[Point localization data]
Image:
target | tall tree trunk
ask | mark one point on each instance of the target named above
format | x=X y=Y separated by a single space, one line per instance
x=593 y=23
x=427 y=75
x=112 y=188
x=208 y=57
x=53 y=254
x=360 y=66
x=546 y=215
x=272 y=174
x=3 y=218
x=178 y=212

→ Task objective: Filter the data above, keeping only lines that include the string "target".

→ Output for this task:
target | tall tree trunk
ask | mark one point on each instance of the target named above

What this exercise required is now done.